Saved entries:
-- start --

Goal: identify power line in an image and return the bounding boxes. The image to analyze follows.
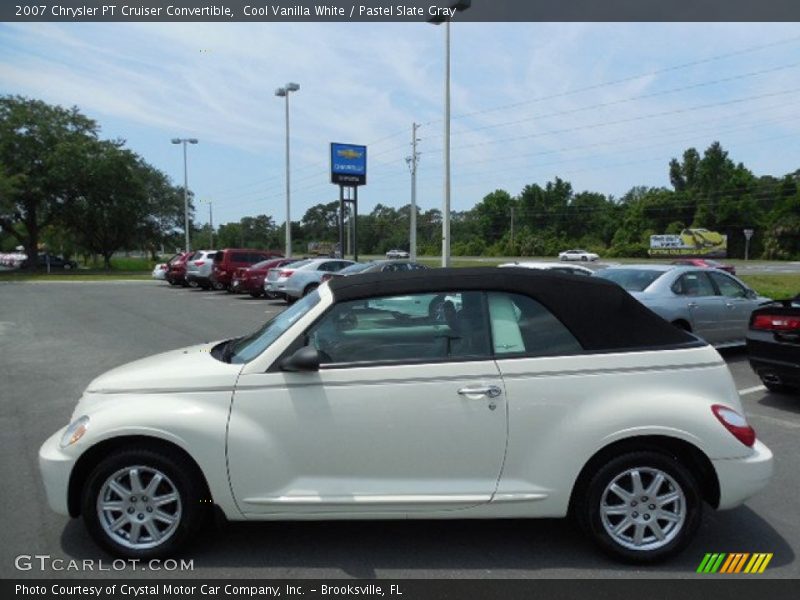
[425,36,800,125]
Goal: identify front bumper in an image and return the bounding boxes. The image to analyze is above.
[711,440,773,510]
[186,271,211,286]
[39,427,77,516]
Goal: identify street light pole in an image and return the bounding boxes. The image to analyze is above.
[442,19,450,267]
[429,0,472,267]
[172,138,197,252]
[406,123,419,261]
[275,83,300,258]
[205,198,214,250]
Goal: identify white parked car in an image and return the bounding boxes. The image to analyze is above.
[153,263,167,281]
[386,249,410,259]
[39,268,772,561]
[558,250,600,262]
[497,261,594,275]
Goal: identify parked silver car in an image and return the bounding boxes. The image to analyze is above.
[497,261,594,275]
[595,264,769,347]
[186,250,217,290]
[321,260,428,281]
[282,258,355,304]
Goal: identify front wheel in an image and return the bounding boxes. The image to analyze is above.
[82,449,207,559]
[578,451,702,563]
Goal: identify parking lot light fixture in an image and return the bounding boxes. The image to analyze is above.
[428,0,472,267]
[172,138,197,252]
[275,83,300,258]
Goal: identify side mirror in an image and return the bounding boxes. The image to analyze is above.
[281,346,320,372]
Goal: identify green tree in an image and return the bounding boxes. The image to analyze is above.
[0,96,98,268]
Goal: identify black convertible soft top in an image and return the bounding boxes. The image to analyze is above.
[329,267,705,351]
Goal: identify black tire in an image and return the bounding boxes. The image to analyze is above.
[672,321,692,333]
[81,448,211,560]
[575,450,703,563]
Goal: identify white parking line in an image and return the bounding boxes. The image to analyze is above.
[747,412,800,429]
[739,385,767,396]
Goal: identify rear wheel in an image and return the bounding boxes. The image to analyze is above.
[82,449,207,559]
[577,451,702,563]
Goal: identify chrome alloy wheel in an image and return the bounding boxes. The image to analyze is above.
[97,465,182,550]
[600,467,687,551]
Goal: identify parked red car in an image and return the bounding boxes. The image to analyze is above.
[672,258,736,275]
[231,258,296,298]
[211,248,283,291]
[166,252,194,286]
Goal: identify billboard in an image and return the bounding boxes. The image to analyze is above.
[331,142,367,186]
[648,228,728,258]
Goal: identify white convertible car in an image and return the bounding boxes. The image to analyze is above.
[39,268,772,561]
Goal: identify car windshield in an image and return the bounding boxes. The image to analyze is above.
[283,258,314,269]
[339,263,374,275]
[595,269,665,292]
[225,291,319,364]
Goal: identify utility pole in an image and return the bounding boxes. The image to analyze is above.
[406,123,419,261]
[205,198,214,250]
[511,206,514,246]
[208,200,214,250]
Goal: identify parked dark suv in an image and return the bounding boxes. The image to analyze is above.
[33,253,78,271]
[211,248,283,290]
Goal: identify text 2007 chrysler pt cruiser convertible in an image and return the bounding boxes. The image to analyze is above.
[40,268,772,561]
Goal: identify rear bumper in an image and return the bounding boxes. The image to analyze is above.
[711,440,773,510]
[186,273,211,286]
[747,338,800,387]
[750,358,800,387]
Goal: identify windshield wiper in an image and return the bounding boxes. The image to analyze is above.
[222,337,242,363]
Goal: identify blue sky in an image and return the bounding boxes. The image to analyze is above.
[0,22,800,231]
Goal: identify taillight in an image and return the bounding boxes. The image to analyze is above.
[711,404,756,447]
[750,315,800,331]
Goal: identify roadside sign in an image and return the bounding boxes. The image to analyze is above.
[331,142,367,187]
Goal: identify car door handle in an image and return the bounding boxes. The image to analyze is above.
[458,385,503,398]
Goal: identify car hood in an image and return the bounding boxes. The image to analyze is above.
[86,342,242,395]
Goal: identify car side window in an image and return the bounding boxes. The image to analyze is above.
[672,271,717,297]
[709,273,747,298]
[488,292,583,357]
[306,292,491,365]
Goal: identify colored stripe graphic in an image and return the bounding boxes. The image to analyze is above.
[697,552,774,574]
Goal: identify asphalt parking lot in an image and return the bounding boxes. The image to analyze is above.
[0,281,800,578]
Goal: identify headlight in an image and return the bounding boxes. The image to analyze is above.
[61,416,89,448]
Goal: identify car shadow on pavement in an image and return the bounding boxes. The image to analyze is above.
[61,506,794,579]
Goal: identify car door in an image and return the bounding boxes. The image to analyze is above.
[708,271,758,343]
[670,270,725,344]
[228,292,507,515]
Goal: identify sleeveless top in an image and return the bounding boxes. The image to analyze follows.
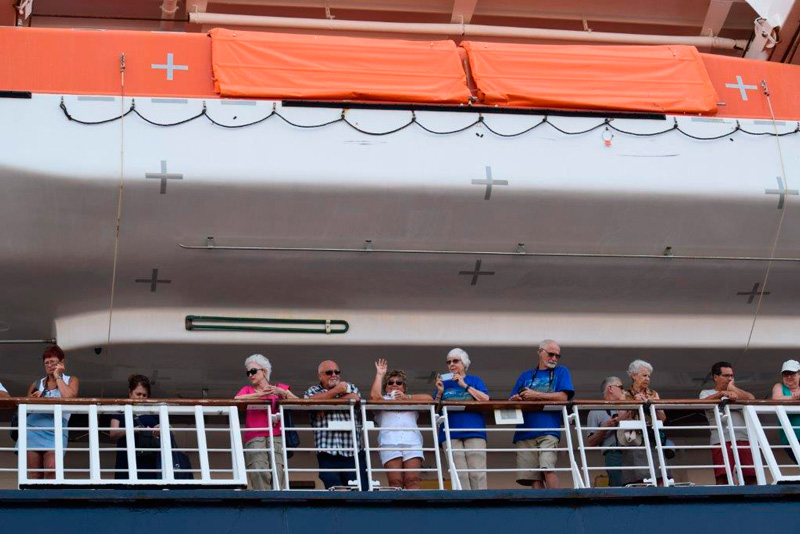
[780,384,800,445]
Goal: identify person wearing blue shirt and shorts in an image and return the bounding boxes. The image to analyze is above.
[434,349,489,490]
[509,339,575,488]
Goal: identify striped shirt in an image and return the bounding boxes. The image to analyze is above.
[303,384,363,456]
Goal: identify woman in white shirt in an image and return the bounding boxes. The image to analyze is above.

-- end --

▸ Challenge
Please convert the saved entries above into a JSON list of strings, one string per line, leaving out blank lines and the pictures.

▸ Response to the task
[
  "Goal: identify power line in an image and return the bounding boxes. The image to analyze follows.",
  "[425,36,800,125]",
  "Goal: identify front bumper in an image and return the bounding boxes. The image to analyze is above.",
  "[711,440,773,510]",
  "[186,271,211,286]",
  "[39,427,77,516]",
  "Goal: identify street light pole in an image and return the bounding boxes. The image to analyze is above.",
  "[442,19,450,267]",
  "[429,0,472,267]",
  "[172,138,197,252]",
  "[406,123,419,261]",
  "[275,83,300,258]",
  "[205,198,214,250]",
  "Goal: identify white parked car in an image and return the bounding boxes. The image to analyze is above.",
  "[153,263,167,281]",
  "[386,249,410,259]",
  "[39,268,772,561]",
  "[558,250,600,262]",
  "[497,261,594,275]",
  "Goal: identify parked silver car in an image and return the bounding boxes. The image to analyze is above.",
  "[497,261,594,275]",
  "[595,264,769,347]",
  "[186,250,217,290]",
  "[321,260,428,281]",
  "[282,258,355,304]",
  "Goal: identify front wheel in an image and return the bounding boxes. The image to analyze is above.",
  "[82,449,207,559]",
  "[578,451,702,563]",
  "Goal: identify parking lot light fixture in an image and return the bounding boxes. The image to analyze is above.",
  "[428,0,472,267]",
  "[172,138,197,252]",
  "[275,83,300,258]",
  "Goal: identify side mirror in an image and return the bounding boxes. The image to analyze is above.",
  "[281,346,320,372]",
  "Goal: identify green tree in an image and return the bounding boxes. The image to analyze is above.",
  "[0,96,98,268]",
  "Goal: identify black convertible soft top in an image and return the bounding boxes. The image to analyze is above.",
  "[329,267,705,351]",
  "Goal: identify black tire in an image and return the bounding boxes. The image to analyze is above.",
  "[672,321,692,333]",
  "[81,448,211,560]",
  "[575,450,703,563]",
  "Goal: identify white parking line in an image and return the bounding boxes. The image to analyze is above.",
  "[747,412,800,429]",
  "[739,385,767,396]",
  "Goal: identify rear wheel in an image and return the bounding boxes. The image to analyze is above.",
  "[82,449,207,559]",
  "[577,451,702,563]",
  "Goal: identify chrome alloy wheel in an image and return the bounding boxes. The image to analyze is above.",
  "[97,465,182,550]",
  "[600,467,687,551]",
  "Goal: identify parked red car in an image and return the bounding boxes. The image to analyze is above.",
  "[672,258,736,275]",
  "[231,258,296,298]",
  "[211,248,283,291]",
  "[166,252,194,286]",
  "Goal: identify billboard in an image and return the bounding boxes. The image to analyze is above.",
  "[331,142,367,186]",
  "[648,228,728,258]",
  "Goal: identify white convertible car in an image and return the bounding boxes. The image to analyze is above.",
  "[39,268,772,561]",
  "Goal: identify car windshield in an image and return the bounding boxes. The image to analyze is above.",
  "[283,258,314,269]",
  "[339,263,374,275]",
  "[595,269,665,292]",
  "[225,291,319,364]",
  "Goal: identify utility pole in an image and return the bounding boxes. The image to analyze is above.",
  "[406,123,419,261]",
  "[205,198,214,250]",
  "[511,206,514,246]",
  "[208,200,214,250]",
  "Goal: identify parked dark suv in an image and return the bounding boxes. The image to analyze is above.",
  "[33,253,78,271]",
  "[211,248,283,290]",
  "Goal: identify text 2007 chrysler pt cruiser convertible in an image and return the bounding boxes. The image to analyze is above.",
  "[40,268,772,561]",
  "Goal: identify rear bumper in an image and return the bounding boxes. The image to analyze is above.",
  "[711,440,773,510]",
  "[186,273,211,286]",
  "[747,338,800,387]",
  "[750,358,800,387]",
  "Goal: identify windshield wiper in an image and return the bounding boxes. The image to analyze is above.",
  "[222,337,242,363]",
  "Goal: identify blue sky in an image and return the bounding boxes. The image to analyze is above.",
  "[0,22,800,231]",
  "Goal: identify taillight in an image and return the bounding boxes. The image to analyze is above.",
  "[711,404,756,447]",
  "[750,315,800,331]",
  "Goal: identify roadside sign in an image and return the bounding boxes. The image to analyze is above.",
  "[331,142,367,187]",
  "Goal: identify car door handle in an image and return the bounding boxes. The image to analyze is above.",
  "[458,385,503,398]",
  "Goal: identify car hood in an image and return the bounding boxes. The image to analyze is above.",
  "[86,342,242,395]",
  "Goal: identify car side window in an image and return the bounding boxes. The image to analyze is above.",
  "[672,271,717,297]",
  "[709,273,747,298]",
  "[488,292,583,357]",
  "[306,292,491,365]",
  "Goal: identify colored stripe graphic in an image and return the bounding boxes. The image to analyze is above.",
  "[697,552,774,574]",
  "Goal: identify asphalt parking lot in an image and return the bounding boxes. The image to analyze is above.",
  "[0,281,800,578]",
  "Goal: identify headlight in an image and return the bounding boxes. The image to analyze is above.",
  "[61,416,89,448]",
  "Goal: identify car shadow on pavement in an image and return the bounding boxes. The image to analyze is above.",
  "[61,506,794,579]",
  "Goal: identify car door in an image and return the bounding boxes. The image to analyze is above.",
  "[708,271,758,343]",
  "[670,270,725,344]",
  "[228,292,507,515]",
  "Goal: identify sleeveless top in an image and return the bounding boxes. The image to analyze follows.",
  "[780,384,800,445]",
  "Goal: identify person wearing blue shirt and shorts in an image and return the bounding boxes. The image to analyze is above.",
  "[434,349,489,490]",
  "[509,339,575,488]",
  "Goal: identify striped shirt in an image and return the bounding boxes. The image to analyze is above.",
  "[303,384,363,456]",
  "Goal: identify woman in white shirt in an image and return the bounding boxes. The image to analyze is above."
]